WORK ORDER
Look below for the line with "For every instance of the calm", then give it again exactly, along with every line that comes after it, the final line included.
------------------------------------------------------------------------
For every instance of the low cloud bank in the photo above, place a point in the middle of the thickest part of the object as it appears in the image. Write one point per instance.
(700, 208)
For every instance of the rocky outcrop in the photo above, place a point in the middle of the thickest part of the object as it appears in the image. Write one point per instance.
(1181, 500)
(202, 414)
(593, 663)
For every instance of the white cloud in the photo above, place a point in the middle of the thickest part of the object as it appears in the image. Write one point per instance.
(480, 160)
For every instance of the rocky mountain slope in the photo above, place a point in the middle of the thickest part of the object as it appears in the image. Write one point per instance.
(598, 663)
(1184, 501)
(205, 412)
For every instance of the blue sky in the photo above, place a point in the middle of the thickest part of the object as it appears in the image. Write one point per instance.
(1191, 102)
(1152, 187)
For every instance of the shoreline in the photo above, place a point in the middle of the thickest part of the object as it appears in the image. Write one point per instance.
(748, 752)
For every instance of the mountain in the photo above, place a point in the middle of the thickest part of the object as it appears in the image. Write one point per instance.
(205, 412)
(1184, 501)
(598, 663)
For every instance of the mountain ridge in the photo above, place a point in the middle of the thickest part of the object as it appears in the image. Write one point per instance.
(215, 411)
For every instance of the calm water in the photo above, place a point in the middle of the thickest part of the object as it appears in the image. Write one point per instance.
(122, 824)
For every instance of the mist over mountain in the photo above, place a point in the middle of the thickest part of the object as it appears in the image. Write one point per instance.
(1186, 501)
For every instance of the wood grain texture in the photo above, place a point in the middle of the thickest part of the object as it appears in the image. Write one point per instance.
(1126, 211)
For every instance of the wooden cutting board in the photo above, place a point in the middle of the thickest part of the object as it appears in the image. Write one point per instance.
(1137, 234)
------------------------------------------------------------------------
REPLY TO THE EXERCISE
For every instance of the calm water in the photo above, place a point in the middle of the thickest part of the object as it appears in the image. Write one point per instance.
(122, 824)
For every instance of the mist over mountain in the photo above, place a point in the middle of the thickest part of the object as it appears in the image. Write one point per instance.
(1186, 501)
For every instance of the wood grain texture in the photo above, place a point in the middle of the thickest part of the object as it appears in the image. Write one point per instance.
(1126, 211)
For every instance of the wooden cutting board in the photo above, place a point in the middle of the thickest part of the object as it appears in the image. Write one point per instance.
(1137, 234)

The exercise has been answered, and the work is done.